_Document excerpt_:
*** Block opens ***

Budget: Salary 


Budgets are treated as an administrative aspect of the review. The budget is not a score driving item. In fact, the budget is not discussed until after scoring is completed for each application.

Nonetheless, if you pad your budget you risk incurring some wrath, which could affect your score. If you annoy a reviewer by asking for unwarranted funds, this can affect how the reviewer approaches the rest of your application. Some costs are easy to estimate. Some costs are difficult to estimate. For difficult to estimate costs, it is a common practice to estimate your costs and then add 20-50% more. But be forewarned about adding too much extra into your budget items.

Reviewers are picky about budgets, but they are also fair. They know what it takes to get studies done, but they also know how to pad a budget beyond what is reasonable, so, while being fair to ones self, still be cautious about asking for far too much.

PI Salary: The maximum salary is about $186,600 per year. This is a lot of money. It is unwise to ask for this amount unless you are very senior and have an MD or similar degree, you work at a medical school in a clinical and research situation. Unfair? Perhaps, but most full professors do not earn any where near that much and unless you are more qualified than they are, it might be best to ask for less than the maximum amount.

*** Block closes ***

_Records shown_:

*** Block opens ***

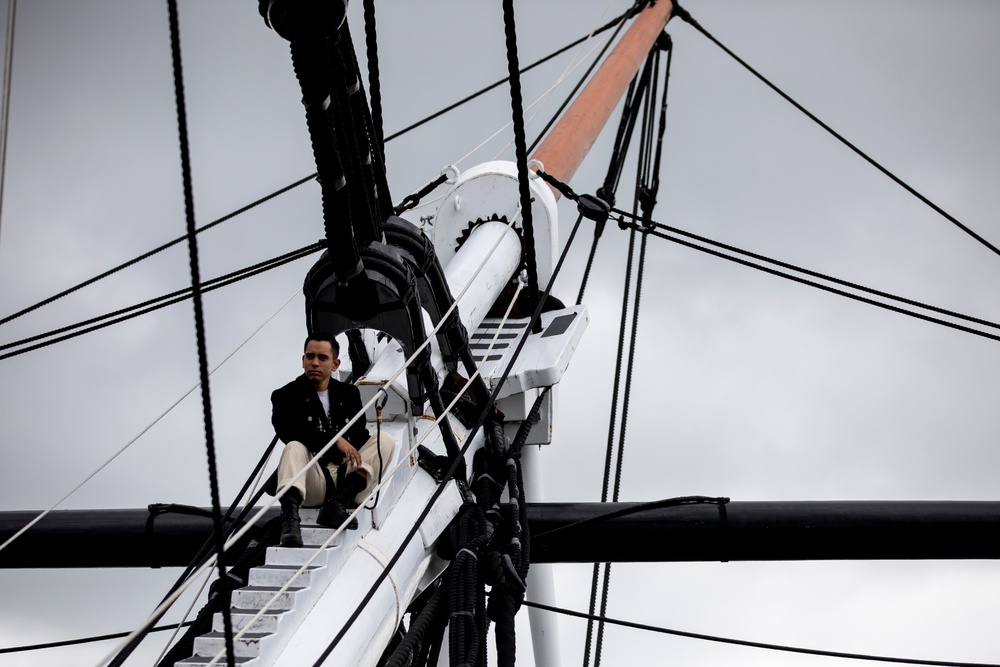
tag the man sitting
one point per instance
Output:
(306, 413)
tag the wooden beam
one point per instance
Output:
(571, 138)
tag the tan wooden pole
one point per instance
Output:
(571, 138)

*** Block closes ***
*** Block opens ***

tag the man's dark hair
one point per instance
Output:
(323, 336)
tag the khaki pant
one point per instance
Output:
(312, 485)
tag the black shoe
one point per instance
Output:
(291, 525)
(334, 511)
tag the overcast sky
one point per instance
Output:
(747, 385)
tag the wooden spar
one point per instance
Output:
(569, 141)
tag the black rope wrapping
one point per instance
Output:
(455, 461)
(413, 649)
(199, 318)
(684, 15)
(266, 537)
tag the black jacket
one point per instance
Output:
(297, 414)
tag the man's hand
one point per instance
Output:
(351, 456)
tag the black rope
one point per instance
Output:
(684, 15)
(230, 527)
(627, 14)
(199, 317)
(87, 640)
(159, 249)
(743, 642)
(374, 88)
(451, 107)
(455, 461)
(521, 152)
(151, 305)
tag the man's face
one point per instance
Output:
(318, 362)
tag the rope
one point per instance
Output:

*** Block closes ***
*** Block opens ***

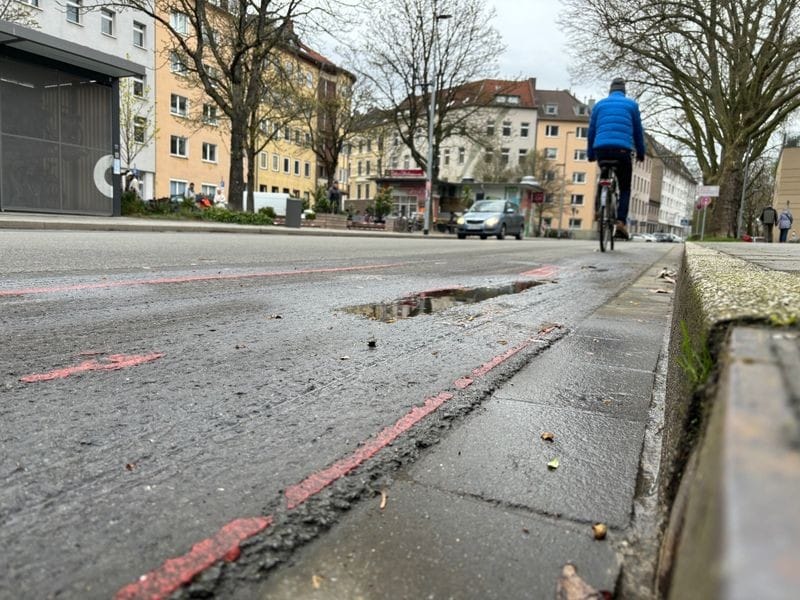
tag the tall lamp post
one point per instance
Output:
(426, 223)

*** Block closes ***

Resume the passage on salary budgets in grant applications, continuing from its last sentence.

_Answer box_:
So how much is right? It depends. If you are a one to three person entity and you are the founder, then $90K-$120K is about right, if you also have over 10 years of successful experience beyond the post-doctoral level.

In order to ask for more than $120K, you have to be quite accomplished and quite senior working at a small but established company that is earning a living beyond SBIRs. Under such circumstances it is understood that higher salaries are the norm.

It is a hard sell for a person a few years out of a post-doctoral position to be asking for a salary of over $90k for their own personal start-up company.

On the other hand, you can ask for a 7% fee for the whole project, which can be put toward anything, including a bonus paid to your self.

A Phase I SBIR is usually 150K-200K ($100K and 6 months is an old guideline that is no longer followed). That is not a bad bonus for 6-12 months of effort. On top of that you can ask for fringe benefits of up to 50% of your salary, as long as you can justify the fringe benefits. That is not a bad living.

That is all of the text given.